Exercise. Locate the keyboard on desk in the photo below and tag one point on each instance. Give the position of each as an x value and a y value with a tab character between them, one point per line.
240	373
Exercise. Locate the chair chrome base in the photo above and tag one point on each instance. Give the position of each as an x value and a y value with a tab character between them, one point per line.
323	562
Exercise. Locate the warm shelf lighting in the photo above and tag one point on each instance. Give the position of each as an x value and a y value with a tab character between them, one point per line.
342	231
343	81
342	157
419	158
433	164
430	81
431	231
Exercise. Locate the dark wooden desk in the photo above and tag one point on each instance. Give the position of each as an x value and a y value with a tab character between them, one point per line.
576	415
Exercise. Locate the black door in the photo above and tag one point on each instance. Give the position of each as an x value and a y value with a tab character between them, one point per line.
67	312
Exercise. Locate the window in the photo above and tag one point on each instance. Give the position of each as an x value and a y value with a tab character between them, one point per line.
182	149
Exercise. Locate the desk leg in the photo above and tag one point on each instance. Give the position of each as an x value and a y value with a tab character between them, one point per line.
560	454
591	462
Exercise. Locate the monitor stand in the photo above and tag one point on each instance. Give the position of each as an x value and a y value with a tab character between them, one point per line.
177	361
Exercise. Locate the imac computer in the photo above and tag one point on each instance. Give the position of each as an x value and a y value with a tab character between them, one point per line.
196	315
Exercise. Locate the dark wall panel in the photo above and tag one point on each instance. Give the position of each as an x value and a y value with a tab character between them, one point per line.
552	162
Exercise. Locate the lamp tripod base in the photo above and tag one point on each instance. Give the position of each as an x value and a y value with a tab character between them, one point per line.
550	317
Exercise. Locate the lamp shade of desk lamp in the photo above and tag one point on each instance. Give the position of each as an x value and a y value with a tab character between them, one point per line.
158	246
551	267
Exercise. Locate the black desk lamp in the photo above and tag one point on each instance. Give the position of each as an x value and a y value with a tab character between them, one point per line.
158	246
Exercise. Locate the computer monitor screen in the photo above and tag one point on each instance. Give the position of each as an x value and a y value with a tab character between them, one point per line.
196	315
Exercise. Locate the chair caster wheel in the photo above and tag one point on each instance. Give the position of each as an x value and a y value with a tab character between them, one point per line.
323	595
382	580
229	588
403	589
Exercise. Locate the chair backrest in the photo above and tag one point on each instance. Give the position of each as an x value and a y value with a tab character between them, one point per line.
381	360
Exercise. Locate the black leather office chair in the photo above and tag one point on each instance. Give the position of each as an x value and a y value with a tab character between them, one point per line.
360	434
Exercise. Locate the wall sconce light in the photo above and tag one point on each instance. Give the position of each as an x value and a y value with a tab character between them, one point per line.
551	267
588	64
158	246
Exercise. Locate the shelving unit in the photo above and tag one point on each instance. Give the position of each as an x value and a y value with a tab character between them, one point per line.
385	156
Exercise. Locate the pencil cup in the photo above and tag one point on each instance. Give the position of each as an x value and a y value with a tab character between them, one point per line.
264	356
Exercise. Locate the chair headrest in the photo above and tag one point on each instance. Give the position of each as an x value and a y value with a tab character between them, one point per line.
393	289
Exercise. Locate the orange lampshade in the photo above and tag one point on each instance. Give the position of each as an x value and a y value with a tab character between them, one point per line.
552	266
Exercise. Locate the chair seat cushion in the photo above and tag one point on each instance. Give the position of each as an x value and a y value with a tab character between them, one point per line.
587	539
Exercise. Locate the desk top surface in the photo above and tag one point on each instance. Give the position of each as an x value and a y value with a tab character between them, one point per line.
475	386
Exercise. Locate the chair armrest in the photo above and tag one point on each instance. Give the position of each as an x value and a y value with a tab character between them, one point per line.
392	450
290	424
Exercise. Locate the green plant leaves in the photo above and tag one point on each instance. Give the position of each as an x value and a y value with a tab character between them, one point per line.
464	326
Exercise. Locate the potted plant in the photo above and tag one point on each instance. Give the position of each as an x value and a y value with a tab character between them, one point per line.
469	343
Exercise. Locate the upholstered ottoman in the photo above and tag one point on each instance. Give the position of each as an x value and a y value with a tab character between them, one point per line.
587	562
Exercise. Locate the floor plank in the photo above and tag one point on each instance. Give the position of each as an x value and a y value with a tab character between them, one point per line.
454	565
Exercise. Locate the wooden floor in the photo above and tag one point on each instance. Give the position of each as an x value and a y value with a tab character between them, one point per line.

What the exercise asks:
Word for word, quote all of the data above.

Correct answer:
Exercise. Locate the keyboard on desk in the photo below and tag one point on each instance. Give the position of each as an x value and a y value with a tab character between them, one point per line.
240	373
Exercise. Locate the chair chrome base in the photo above and tag one point on each instance. Give the position of each as an x value and a y value with a tab character between them, one point per line.
323	562
Exercise. Locate the warm shelf lighting in the photo above and tag one point on each instance. Give the position of each as an x value and a y value with a tab character between them, one point per line.
342	231
343	81
342	157
419	158
433	164
430	81
431	231
Exercise. Locate the dark wooden desk in the photo above and tag one point on each instance. Give the position of each as an x value and a y value with a tab character between them, one point per line.
576	415
Exercise. Locate the black door in the photo above and tag one point on each instance. Give the position of each as an x value and a y value with a tab character between them, one point per line.
67	312
Exercise. Locate the window in the photo above and tag one point on each instance. Give the position of each as an x value and a y value with a tab character between them, one point per line.
182	149
Exercise. Locate the desk leg in the photo above and tag one point on each instance. Give the position of each as an x value and a y value with a tab character between them, one point per line.
560	454
591	462
Exercise. Locate the monitor stand in the photo above and tag one point on each instance. Give the position of each as an x value and a y value with a tab character between them, one point per line.
177	361
Exercise. Locate the imac computer in the photo above and tag one point on each instance. Give the position of each as an x value and a y value with a tab character between them, one point per line.
196	315
Exercise. Locate the dark wall panel in the photo above and tag one point on each instance. Give the position of each as an x value and a y value with a tab character between them, one point per line.
552	162
Exercise. Locate the lamp tripod base in the photo above and tag one point on each instance. Give the position of each as an x value and a y value with a tab character between them, one point per line.
550	317
Exercise. Locate the lamp shade of desk lamp in the photo above and tag one point on each instance. Give the position of each as an x value and a y value with a tab character between them, one point per line.
158	246
551	267
Exercise. Locate the black desk lamp in the photo above and tag one point on each instance. Give the position of each as an x value and a y value with a tab character between them, one point per line.
158	246
Exercise. Locate the computer monitor screen in the photo above and tag one point on each instance. Give the position of each as an x value and a y value with a tab character between them, one point per line.
196	315
Exercise. Locate the chair caster wheel in the photo above and tag one point on each instance. Give the position of each as an x value and a y value with a tab character between them, one point per line.
323	595
382	580
229	588
403	589
Exercise. Locate the chair backrest in the photo above and tag one point on each instance. Give the position of each as an x value and a y value with a tab character between them, one point per line.
381	360
Exercise. Locate the black leather office chair in the photo above and tag one point on each instance. Give the position of each as an x value and a y value with a tab character between them, one point per line.
360	434
Exercise. Locate the wall sconce light in the photo above and tag one point on each instance. Give the position of each as an x value and a y value with a tab character between them, one point per line.
551	267
588	64
158	246
Exercise. Locate the shelving unit in the photo above and tag one point on each instance. Give the position of each as an x value and a y value with a tab character between them, one point per line.
385	156
Exercise. Locate the pencil cup in the photo above and tag one point on each instance. Give the position of each as an x value and a y value with a tab character between them, one point per line.
264	356
Exercise. Locate the chair headrest in the photo above and tag one point on each instance. Give the position of each as an x value and a y value with a tab character between them, one point per line.
393	289
Exercise. Locate the orange lampshade in the photo above and tag one point on each instance. Give the position of each as an x value and a y value with a tab character between them, one point per line.
552	266
Exercise. Locate the chair seat cushion in the photo above and tag one point on each instance. Give the position of each as an x value and a y value with a tab character between them, one point per line.
587	539
Exercise. Locate the desk top surface in the photo above and tag one point on each instance. Give the position of each as an x value and a y value with a tab character between them, one point per line.
475	386
Exercise. Locate the chair armrest in the photo above and tag one point on each instance. Give the position of each as an x value and a y value with a tab character between them, one point per line.
392	450
290	424
Exercise. Locate the green plant leaves in the photo above and tag one point on each instance. Give the position of each as an x value and a y value with a tab character between them, one point per line.
464	326
Exercise. Locate the potted plant in the photo above and tag one point on each instance. Give the position of each as an x value and a y value with a tab character between them, one point per line.
469	343
Exercise. Locate the upholstered ottoman in the photo above and tag one point on each instance. Give the position of each as an x value and a y value with a tab character between them, one point per line.
587	562
Exercise. Locate the floor plank in the photo above and tag one point on each instance. Give the position of each as an x value and a y value with a tab character between them, one point per line.
454	565
Exercise. Locate the wooden floor in the photo above and tag one point on each instance. Give the position of each as an x value and a y value with a tab character between them, one point per line.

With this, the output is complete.